■ Required action
Could you rewrite the lines from the start of the records through the line holding "positive clicks: (155, 197)", inclusive, swapping "prompts" for "cues" and leaving everything else as it is?

■ Input material
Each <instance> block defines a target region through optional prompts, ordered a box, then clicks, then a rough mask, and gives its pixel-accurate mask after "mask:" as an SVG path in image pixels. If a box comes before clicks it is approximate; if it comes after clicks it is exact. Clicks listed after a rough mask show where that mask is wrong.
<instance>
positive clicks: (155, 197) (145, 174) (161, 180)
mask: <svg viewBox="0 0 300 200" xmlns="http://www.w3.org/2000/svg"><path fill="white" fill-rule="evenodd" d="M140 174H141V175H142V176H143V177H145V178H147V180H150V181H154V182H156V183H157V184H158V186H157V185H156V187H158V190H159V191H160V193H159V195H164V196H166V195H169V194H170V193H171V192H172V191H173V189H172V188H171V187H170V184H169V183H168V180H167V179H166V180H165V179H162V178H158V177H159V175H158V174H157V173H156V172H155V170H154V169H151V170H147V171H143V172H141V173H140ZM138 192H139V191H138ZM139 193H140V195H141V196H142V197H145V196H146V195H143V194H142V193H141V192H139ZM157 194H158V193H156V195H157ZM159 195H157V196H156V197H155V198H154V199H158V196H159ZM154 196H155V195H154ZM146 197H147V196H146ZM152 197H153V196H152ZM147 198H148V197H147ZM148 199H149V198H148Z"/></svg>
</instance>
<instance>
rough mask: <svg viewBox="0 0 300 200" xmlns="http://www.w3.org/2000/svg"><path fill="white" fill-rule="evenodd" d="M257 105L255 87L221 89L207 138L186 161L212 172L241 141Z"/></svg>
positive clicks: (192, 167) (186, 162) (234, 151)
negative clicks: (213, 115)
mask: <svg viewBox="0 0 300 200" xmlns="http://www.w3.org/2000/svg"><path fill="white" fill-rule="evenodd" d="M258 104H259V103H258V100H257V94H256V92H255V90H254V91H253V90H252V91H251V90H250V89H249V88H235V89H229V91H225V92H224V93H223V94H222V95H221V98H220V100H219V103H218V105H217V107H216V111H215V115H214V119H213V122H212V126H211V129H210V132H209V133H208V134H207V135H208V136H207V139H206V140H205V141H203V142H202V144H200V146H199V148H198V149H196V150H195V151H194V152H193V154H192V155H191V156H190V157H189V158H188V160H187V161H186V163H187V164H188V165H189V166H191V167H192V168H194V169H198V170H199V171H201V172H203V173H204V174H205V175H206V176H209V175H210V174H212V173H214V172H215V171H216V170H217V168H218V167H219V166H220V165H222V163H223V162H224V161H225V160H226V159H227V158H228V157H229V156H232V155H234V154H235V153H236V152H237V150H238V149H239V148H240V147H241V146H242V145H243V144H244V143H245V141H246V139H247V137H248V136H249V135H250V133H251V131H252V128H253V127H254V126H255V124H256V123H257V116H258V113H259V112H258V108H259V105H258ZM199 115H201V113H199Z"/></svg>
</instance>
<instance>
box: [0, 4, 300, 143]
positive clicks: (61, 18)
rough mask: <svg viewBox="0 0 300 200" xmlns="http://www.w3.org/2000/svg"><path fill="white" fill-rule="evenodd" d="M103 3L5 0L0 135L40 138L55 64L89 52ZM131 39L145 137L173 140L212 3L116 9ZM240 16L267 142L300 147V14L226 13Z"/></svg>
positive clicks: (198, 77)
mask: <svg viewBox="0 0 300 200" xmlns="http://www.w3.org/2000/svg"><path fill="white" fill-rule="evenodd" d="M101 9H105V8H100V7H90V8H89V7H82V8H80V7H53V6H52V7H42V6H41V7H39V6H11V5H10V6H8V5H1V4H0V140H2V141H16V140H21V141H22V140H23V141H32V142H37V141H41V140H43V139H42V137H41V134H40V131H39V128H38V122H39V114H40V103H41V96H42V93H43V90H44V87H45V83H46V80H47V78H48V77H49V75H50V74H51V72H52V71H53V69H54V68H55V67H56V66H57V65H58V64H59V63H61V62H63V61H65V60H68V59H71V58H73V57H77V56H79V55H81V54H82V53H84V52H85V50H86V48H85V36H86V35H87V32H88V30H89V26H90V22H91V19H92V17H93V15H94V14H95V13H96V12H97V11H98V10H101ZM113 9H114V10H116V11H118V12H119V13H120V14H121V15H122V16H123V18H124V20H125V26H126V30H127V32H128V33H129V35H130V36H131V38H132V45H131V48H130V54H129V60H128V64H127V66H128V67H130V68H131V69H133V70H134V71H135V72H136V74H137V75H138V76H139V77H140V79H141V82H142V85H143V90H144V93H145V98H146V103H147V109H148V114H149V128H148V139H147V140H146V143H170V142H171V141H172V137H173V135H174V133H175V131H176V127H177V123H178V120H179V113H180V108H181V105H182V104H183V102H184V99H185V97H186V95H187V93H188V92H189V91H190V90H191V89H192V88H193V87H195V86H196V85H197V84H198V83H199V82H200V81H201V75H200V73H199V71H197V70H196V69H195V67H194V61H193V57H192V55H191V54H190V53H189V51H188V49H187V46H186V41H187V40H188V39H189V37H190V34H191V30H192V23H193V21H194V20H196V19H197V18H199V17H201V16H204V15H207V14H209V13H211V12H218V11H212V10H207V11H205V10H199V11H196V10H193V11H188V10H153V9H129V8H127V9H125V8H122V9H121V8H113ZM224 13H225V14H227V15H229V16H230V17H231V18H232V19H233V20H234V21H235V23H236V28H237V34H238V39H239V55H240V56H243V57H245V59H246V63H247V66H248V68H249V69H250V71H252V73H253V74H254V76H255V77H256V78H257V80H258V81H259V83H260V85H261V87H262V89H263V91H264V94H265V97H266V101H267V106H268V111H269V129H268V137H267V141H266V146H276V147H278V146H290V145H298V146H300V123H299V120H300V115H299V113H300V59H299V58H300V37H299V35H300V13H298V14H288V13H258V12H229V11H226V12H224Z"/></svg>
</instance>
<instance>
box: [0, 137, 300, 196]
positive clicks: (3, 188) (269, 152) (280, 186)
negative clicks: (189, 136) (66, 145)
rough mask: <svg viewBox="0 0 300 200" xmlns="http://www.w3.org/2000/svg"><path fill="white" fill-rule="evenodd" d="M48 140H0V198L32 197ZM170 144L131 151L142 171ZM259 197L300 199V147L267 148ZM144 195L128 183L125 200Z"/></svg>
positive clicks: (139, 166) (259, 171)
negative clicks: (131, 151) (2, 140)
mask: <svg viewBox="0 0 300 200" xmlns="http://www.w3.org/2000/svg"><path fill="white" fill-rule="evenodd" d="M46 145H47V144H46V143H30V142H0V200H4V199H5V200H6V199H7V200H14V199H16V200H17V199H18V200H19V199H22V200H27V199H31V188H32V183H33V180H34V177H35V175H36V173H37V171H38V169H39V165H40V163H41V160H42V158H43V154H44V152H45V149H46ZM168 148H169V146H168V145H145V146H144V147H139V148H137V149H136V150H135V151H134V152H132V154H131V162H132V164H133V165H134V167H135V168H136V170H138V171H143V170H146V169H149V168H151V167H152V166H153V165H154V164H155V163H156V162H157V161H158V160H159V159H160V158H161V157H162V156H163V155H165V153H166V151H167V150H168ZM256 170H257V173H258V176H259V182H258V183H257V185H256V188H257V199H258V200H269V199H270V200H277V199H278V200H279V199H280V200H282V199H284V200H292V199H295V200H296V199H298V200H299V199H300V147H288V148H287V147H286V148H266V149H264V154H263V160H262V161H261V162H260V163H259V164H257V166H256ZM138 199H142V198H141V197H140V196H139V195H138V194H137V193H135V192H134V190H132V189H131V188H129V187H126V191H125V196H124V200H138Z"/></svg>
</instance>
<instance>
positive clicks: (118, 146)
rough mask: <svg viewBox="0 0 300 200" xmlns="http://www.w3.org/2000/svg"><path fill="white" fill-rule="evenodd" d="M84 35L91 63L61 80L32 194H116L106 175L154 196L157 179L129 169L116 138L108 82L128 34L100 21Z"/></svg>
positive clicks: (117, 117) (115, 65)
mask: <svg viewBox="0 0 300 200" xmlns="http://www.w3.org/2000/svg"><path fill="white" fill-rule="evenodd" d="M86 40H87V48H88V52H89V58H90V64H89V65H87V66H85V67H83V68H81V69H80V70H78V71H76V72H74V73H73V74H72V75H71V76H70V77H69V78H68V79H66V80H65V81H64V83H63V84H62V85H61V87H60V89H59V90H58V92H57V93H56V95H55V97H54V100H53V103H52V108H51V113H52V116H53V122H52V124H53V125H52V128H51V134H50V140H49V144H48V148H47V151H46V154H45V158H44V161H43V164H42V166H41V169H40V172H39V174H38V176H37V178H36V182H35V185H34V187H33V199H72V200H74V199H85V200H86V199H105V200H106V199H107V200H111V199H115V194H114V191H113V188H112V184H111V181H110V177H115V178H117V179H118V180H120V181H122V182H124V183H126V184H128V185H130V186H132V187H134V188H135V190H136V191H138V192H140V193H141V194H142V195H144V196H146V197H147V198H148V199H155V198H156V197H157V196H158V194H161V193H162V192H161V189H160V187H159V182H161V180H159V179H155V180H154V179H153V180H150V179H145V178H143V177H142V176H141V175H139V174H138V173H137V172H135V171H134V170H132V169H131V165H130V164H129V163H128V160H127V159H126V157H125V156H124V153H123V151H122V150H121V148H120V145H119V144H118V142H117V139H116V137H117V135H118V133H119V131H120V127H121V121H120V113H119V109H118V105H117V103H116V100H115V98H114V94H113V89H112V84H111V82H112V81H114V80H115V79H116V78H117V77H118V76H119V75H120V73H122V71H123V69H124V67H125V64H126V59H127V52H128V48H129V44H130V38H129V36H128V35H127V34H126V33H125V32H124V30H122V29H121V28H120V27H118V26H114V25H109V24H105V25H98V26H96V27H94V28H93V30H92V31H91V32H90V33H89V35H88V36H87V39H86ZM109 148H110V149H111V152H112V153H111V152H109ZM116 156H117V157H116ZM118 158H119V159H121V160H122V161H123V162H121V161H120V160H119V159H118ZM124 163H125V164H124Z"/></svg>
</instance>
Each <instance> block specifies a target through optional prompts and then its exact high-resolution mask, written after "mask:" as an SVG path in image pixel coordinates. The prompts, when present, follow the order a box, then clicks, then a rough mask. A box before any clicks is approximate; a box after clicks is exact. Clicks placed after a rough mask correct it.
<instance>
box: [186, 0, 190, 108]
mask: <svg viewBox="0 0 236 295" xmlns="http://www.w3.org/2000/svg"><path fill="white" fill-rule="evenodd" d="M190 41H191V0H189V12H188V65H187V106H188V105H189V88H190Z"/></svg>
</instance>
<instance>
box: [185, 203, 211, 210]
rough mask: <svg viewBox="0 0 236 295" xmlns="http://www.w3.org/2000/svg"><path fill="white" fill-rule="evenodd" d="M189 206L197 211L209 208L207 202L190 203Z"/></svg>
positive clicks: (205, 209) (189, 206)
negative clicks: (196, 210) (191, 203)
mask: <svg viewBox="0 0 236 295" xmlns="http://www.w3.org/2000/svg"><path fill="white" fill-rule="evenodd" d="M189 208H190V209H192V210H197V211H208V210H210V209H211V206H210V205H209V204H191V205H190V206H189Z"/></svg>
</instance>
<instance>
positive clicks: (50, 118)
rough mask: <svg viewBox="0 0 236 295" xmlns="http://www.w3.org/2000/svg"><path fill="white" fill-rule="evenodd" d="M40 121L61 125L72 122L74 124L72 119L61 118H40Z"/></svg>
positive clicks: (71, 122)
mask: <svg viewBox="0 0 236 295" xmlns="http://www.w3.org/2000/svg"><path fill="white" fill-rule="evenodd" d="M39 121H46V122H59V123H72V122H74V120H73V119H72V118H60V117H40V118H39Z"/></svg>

■ Solution to the problem
Each <instance> block defines a target region through optional cues, ordered a box, then clicks, then a rough mask, and gives its pixel-accurate mask after "mask:" as an SVG path in image pixels. If a box comes before clicks it is approximate; if it comes after clicks it is exact. Clicks listed after a rough mask show where that mask is wrong.
<instance>
positive clicks: (155, 197) (145, 174) (161, 180)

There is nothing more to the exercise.